But the systems remain rare in U.S. operating rooms.
USA
TODAY surveyed the manufacturers of all three sponge-tracking systems
approved by the Food and Drug Administration. Combined, they have sold
their tracking technologies to fewer than 600 hospitals - a small
fraction of the nearly 4,200 that perform surgery nationwide.
"It's
still an emerging trend," says Victoria Steelman, an assistant
professor of nursing at the University of Iowa and author of a recent
study on retained surgical items for the Association of periOperative
Registered Nurses. "Is it happening fast enough? Not in my opinion."
MAKING A CASE OVER COSTS
When
hospital officials at University of North Carolina Health Care decided
on a radio-frequency detection system for surgical sponges, the big
hurdle was costs - and the way they're calculated.
"We had to find savings to offset the expense," says Susan Phillips, UNC Health's vice president of perioperative services.
Phillips,
who pushed for the tracking system after two lost-sponge cases emerged
at UNC's hospitals, says the strongest justification was improved
patient safety, but the potential to cut liability costs was a major
consideration. The technology "pays for itself (if it stops) just one
error," she adds, noting that UNC has not identified a single
lost-sponge case since adopting the technology in 2011.

Problems to work on:
1) Answer these questions from the surgical sponge-tracking article:
(a) About how many hospitals perform surgery nationwide?
(b) What teaching position does Victoria Steelman hold?
(c) In what year did UNC begin using the tracking technology?
2) Write out the part of the surgical sponge-tracking article from "MAKING A CASE" to "way they're calculated." word for word.
3) Resume the article on surgical sponge tracking from where it stops.

(Dataset entries)
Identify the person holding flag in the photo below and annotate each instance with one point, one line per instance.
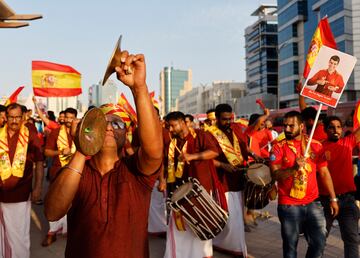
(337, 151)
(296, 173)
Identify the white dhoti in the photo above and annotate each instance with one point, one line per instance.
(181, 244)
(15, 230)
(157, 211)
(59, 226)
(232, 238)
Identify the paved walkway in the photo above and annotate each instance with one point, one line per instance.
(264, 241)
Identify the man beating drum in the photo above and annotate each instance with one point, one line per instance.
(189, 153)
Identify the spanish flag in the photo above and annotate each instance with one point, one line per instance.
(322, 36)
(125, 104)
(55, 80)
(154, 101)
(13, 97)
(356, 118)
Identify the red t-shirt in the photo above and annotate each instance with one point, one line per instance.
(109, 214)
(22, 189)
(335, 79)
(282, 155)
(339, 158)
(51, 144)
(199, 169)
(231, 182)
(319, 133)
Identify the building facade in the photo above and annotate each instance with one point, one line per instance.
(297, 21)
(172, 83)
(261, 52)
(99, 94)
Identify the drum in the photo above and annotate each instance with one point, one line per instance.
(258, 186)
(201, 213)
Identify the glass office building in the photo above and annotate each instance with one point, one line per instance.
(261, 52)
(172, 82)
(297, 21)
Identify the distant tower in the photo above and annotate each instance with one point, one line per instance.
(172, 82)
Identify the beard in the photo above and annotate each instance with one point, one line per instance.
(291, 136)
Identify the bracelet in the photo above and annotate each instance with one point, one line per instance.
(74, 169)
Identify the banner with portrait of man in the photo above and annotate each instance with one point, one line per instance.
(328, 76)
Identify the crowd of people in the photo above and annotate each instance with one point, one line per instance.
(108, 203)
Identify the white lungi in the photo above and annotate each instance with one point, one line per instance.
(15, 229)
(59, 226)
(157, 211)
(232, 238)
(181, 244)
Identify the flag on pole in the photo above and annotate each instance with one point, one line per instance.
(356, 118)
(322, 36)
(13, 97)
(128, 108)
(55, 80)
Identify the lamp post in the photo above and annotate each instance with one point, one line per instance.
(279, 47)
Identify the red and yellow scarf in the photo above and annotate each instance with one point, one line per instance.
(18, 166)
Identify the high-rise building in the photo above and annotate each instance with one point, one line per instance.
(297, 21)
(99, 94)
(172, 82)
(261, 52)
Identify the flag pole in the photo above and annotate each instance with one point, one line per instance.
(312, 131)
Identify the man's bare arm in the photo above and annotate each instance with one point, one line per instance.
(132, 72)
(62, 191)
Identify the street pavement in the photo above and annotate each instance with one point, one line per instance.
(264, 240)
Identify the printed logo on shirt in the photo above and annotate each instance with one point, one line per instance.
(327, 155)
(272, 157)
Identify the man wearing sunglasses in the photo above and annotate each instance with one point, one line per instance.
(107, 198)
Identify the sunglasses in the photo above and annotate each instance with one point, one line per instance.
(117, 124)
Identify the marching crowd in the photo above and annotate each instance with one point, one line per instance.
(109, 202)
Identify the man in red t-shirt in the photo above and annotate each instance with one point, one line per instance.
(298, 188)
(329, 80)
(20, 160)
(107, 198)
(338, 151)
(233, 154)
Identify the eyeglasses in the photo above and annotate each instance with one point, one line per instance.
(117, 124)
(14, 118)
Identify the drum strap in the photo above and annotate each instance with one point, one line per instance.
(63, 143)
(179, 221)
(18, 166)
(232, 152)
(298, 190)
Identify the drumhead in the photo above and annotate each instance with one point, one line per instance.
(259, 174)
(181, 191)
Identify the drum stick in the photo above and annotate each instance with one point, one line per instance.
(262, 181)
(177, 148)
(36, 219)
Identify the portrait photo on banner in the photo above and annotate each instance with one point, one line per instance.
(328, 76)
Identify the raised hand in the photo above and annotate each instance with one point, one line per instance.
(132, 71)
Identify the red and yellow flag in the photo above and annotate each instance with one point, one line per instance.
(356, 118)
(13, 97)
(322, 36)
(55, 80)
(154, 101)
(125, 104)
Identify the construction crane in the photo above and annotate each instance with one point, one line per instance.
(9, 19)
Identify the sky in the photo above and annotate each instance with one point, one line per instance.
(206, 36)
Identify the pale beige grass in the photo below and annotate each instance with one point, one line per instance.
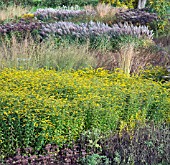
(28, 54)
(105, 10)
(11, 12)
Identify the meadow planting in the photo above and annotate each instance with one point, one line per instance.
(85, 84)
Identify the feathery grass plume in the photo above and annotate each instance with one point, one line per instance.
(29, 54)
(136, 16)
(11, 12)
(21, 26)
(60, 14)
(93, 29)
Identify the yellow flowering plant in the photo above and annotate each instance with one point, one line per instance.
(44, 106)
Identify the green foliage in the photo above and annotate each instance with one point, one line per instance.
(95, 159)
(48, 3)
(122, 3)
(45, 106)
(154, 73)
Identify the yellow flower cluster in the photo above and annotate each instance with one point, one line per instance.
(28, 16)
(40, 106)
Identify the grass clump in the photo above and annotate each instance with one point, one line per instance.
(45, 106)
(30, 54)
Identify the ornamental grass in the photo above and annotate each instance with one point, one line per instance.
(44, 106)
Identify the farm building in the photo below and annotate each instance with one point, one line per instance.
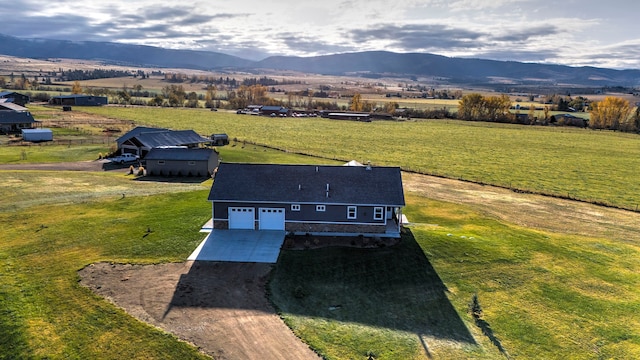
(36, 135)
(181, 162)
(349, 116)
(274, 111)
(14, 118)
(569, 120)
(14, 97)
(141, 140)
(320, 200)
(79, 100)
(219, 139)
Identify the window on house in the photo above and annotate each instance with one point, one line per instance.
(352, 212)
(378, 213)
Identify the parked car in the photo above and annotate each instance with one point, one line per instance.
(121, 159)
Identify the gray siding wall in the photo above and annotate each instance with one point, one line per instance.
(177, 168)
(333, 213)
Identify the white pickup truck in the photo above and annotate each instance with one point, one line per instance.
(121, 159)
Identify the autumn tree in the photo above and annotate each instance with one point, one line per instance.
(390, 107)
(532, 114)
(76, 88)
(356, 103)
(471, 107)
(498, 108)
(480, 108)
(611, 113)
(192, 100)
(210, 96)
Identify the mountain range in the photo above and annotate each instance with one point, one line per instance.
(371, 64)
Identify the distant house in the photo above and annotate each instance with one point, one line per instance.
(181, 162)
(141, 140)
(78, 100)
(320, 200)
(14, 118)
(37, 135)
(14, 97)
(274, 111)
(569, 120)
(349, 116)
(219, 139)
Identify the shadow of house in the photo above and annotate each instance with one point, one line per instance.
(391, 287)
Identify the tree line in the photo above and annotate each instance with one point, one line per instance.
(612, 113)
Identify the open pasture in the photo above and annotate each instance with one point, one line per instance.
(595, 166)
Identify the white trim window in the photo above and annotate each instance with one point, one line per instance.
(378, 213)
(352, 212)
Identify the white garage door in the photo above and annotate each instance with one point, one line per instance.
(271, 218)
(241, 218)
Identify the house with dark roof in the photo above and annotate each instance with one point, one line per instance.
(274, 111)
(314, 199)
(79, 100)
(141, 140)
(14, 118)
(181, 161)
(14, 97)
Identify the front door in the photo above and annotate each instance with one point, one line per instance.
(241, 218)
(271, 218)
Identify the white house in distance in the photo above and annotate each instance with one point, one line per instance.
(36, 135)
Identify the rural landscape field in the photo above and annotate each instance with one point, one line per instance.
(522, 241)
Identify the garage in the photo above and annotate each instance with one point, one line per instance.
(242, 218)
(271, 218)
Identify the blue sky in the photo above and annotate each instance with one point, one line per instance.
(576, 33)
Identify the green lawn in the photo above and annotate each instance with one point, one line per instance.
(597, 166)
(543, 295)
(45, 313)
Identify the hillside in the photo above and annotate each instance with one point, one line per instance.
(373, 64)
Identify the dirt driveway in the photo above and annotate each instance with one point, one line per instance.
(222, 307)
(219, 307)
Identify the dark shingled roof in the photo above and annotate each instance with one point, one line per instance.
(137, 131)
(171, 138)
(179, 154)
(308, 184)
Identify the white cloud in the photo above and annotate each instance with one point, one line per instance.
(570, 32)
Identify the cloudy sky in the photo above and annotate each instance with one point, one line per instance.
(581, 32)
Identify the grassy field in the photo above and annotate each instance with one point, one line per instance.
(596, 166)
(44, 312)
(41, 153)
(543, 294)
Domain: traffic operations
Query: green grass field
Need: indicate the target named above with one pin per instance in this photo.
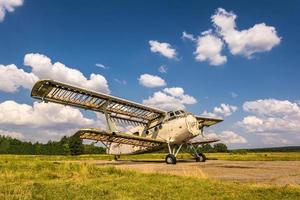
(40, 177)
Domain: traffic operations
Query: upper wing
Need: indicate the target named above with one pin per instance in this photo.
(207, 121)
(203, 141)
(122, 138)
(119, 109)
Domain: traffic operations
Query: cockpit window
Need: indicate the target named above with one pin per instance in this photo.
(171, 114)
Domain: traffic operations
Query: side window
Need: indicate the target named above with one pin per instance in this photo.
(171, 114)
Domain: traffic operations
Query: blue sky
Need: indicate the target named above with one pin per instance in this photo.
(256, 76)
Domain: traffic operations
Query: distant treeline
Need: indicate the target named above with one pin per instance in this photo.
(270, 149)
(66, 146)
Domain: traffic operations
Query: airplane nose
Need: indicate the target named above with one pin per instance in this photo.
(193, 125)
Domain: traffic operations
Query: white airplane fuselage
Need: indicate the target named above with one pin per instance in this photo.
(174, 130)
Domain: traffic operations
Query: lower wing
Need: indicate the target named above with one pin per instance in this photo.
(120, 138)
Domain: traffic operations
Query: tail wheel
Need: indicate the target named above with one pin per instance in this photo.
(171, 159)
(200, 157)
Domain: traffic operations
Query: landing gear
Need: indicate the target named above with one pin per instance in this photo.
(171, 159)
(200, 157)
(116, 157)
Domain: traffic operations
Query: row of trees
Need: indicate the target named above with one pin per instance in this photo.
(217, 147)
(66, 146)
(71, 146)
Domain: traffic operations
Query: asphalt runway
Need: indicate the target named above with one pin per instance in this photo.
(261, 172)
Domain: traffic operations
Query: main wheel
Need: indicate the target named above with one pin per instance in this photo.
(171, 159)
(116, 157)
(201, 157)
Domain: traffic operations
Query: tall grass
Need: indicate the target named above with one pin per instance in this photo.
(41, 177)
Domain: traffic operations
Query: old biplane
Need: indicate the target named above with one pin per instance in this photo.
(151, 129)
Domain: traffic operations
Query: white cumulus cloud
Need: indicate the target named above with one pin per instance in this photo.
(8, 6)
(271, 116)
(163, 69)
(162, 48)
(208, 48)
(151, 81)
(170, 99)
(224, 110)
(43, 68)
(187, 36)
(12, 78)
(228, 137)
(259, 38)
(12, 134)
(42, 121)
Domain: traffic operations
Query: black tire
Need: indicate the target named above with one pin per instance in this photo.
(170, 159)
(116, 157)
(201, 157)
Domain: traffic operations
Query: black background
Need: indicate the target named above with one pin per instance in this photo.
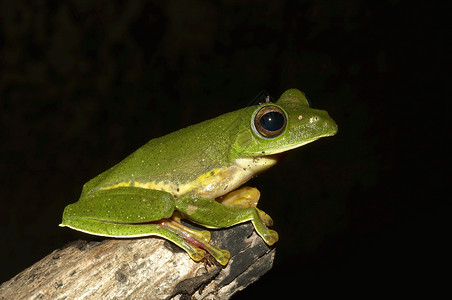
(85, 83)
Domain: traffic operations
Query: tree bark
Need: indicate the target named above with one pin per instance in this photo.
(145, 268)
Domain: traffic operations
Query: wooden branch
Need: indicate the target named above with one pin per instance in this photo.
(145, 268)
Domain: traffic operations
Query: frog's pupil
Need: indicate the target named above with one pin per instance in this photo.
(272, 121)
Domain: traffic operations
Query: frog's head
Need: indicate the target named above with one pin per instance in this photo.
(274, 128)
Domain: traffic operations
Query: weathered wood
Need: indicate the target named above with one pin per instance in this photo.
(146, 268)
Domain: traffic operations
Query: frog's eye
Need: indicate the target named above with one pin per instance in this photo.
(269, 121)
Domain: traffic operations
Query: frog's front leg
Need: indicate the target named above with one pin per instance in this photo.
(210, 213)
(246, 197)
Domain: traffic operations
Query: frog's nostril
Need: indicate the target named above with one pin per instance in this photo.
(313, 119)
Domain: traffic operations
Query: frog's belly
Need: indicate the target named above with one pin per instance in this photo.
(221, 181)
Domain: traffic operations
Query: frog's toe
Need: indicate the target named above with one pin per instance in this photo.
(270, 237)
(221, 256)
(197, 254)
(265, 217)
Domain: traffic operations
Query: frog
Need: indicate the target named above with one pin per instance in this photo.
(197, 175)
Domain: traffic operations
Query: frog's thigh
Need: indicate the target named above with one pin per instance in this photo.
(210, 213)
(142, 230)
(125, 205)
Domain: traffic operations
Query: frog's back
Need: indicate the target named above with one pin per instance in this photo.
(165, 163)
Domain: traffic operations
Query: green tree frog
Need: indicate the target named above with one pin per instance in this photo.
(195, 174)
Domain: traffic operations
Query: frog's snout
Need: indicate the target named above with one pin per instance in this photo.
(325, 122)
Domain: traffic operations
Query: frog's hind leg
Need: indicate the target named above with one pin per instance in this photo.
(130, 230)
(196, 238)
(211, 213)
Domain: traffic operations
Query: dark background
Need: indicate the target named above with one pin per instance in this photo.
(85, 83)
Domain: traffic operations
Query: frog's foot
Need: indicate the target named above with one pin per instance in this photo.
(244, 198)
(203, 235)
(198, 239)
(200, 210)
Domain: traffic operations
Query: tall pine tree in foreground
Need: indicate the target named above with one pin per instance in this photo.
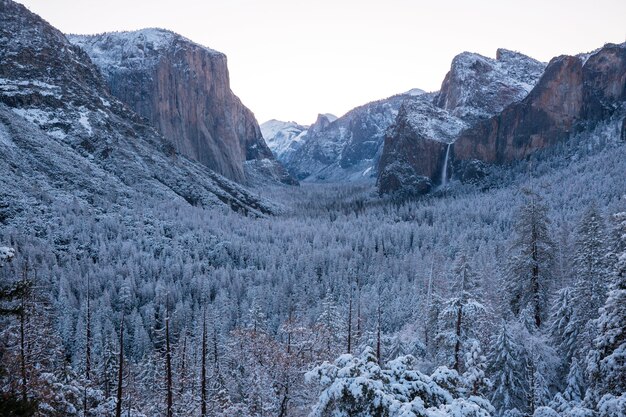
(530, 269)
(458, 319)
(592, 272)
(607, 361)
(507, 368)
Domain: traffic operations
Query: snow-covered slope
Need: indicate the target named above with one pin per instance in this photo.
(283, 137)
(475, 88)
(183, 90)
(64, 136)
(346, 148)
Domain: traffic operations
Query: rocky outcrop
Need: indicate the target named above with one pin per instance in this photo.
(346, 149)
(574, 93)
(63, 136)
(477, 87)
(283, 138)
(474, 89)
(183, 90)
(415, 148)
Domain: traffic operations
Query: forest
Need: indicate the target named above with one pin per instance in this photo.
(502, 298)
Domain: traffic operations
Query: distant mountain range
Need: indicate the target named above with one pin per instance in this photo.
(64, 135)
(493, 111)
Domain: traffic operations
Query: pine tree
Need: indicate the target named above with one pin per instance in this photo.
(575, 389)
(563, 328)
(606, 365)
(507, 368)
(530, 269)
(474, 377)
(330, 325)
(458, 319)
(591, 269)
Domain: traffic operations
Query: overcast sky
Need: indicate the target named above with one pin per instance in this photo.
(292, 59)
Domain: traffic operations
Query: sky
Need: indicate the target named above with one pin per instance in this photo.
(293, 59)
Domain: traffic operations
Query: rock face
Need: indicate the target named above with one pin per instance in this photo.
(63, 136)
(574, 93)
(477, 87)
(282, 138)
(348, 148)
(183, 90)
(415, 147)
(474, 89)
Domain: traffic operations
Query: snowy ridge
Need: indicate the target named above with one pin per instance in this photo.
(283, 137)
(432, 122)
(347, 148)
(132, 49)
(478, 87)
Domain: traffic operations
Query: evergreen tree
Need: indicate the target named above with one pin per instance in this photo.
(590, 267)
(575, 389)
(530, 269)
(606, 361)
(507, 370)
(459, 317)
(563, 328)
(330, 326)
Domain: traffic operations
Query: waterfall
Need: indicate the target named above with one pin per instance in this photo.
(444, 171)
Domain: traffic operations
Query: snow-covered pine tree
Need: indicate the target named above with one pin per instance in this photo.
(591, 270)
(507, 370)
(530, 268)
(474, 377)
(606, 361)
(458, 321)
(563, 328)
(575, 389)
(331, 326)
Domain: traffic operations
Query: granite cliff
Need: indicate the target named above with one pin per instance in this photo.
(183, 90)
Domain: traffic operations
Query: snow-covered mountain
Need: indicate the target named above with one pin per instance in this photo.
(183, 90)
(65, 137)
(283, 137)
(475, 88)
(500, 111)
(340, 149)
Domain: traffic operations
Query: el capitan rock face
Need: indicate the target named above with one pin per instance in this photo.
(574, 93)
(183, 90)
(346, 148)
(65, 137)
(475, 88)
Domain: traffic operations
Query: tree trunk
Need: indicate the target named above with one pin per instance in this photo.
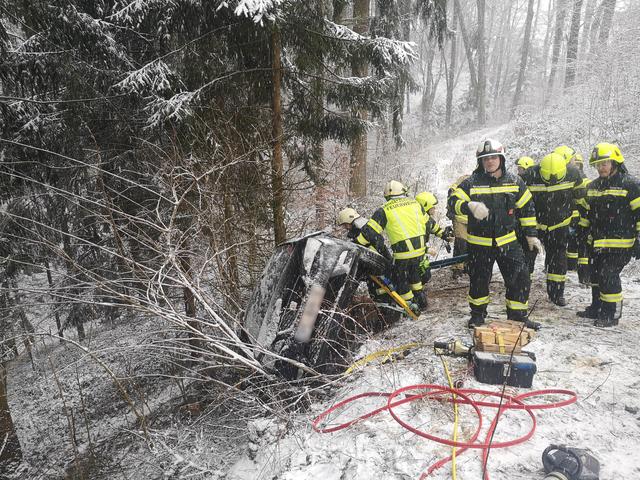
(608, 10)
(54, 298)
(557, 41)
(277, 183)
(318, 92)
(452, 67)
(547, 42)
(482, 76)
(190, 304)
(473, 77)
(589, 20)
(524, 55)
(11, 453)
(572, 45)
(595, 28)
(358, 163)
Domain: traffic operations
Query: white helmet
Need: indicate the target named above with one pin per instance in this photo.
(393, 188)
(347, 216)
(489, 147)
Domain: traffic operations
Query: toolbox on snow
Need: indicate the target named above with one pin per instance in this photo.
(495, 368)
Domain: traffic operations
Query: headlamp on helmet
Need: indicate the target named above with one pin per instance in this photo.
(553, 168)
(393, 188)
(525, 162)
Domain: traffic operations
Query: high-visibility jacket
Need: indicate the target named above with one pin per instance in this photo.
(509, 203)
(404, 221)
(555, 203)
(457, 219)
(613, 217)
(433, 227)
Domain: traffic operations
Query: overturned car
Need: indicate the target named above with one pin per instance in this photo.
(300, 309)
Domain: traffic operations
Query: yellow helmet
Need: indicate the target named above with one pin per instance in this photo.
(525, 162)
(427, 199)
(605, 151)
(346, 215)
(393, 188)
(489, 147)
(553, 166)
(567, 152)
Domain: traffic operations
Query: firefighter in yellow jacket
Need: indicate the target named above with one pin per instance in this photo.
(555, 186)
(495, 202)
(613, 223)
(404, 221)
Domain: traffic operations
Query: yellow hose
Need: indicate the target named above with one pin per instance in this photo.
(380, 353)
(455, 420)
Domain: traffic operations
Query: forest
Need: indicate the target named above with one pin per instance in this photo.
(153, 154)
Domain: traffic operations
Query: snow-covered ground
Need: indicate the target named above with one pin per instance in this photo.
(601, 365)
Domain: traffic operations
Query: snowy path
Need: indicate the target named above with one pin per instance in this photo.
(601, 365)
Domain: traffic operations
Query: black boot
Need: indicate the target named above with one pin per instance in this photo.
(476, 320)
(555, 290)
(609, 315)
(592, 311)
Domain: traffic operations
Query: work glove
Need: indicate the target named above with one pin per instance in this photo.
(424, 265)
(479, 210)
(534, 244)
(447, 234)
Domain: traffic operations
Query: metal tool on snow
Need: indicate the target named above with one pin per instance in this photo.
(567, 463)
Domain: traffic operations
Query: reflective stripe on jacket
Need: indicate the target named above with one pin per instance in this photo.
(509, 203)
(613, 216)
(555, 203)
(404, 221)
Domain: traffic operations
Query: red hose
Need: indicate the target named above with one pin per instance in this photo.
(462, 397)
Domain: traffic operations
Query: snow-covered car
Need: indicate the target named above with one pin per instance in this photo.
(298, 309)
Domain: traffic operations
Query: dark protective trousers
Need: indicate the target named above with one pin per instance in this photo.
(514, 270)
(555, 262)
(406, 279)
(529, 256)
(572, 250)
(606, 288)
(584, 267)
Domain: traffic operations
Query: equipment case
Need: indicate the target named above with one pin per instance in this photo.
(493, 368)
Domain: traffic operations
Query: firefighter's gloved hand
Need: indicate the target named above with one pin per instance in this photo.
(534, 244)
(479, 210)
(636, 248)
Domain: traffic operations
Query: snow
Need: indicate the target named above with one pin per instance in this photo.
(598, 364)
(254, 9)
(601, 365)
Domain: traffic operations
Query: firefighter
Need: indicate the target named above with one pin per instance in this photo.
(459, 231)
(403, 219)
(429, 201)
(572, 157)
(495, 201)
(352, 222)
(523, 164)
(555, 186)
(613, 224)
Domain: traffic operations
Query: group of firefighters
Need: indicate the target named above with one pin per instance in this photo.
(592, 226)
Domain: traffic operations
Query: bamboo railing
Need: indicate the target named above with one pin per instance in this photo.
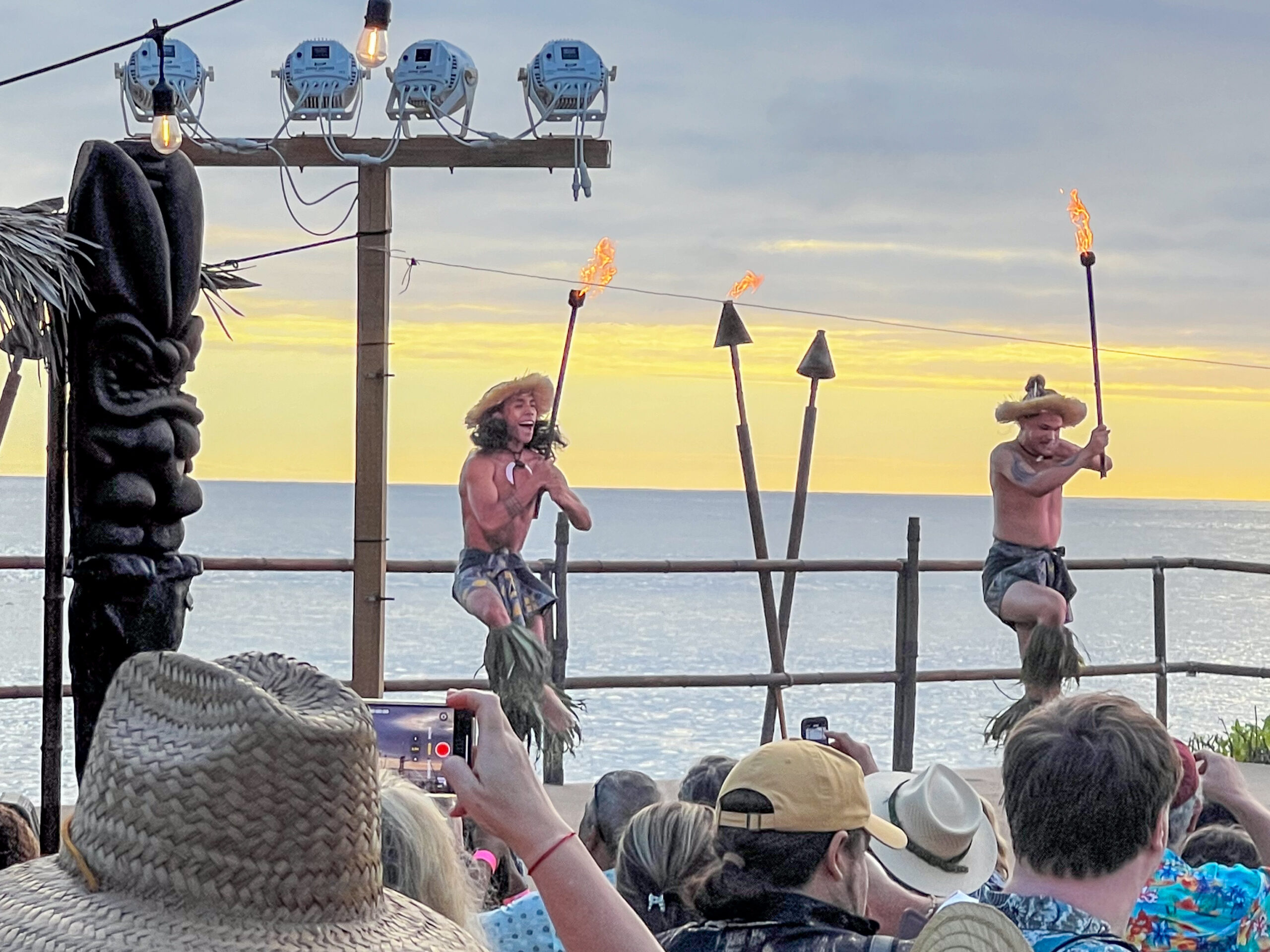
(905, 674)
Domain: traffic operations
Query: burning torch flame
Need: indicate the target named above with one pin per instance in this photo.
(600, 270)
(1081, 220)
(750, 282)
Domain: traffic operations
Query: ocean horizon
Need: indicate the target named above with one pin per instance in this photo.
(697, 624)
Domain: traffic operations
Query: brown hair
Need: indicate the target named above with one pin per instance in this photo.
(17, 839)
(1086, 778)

Answers for the tasks:
1)
(a) Nearly 4,200.
(b) She is an assistant professor of nursing at the University of Iowa.
(c) 2011.

2)
MAKING A CASE OVER COSTS
When
hospital officials at University of North Carolina Health Care decided
on a radio-frequency detection system for surgical sponges, the big
hurdle was costs - and the way they're calculated.

3)
But
Phillips couldn't factor those savings into the equation because legal
fees and other costs tied to medical errors don't typically come out of a
surgical department's operational budget. Phillips had to offset the
new system's expense - about $300,000 a year, averaging just over $10
each for the hospital's 29,000 annual surgeries - by cutting other
medical supply costs.
It's a common refrain: The best argument for
sponge-tracking systems is the one that often can't be used - that they
can save a lot of money in the long run.
There's little research
on the costs hospitals incur for follow-up treatment and surgeries tied
to lost sponges - the $60,000-plus estimate from Medicare was generated
in 2008, when the program decided to stop reimbursing hospitals for
certain expenses tied to such problems. But there's plenty of research
suggesting that liability costs might be the biggest consequence.
A 2009 study in the journal Surgery put
the average malpractice costs for a lost sponge at $150,000, including
both awards and legal defense fees, but noted that the figure could be
much higher in some parts of the country.
Many hospitals
considering sponge-tracking technologies "do an incomplete cost analysis
and just look at the raw cost of the supplies," Steelman says. "The
facilities that consider all the costs related to preventing retained
sponges are finding that there is a cost savings."
Still, the
biggest obstacle to wider use of sponge-tracking systems may be that so
many lost-sponge cases are not detected or tracked to the responsible
doctor or hospital.
"There's an element of human nature where
until someone has a retained-sponge case, that person might not feel
vulnerable - and they should," Steelman says. "If we have to wait for
every surgeon to personally experience this before it's considered a
problem, we will have injured many, many patients."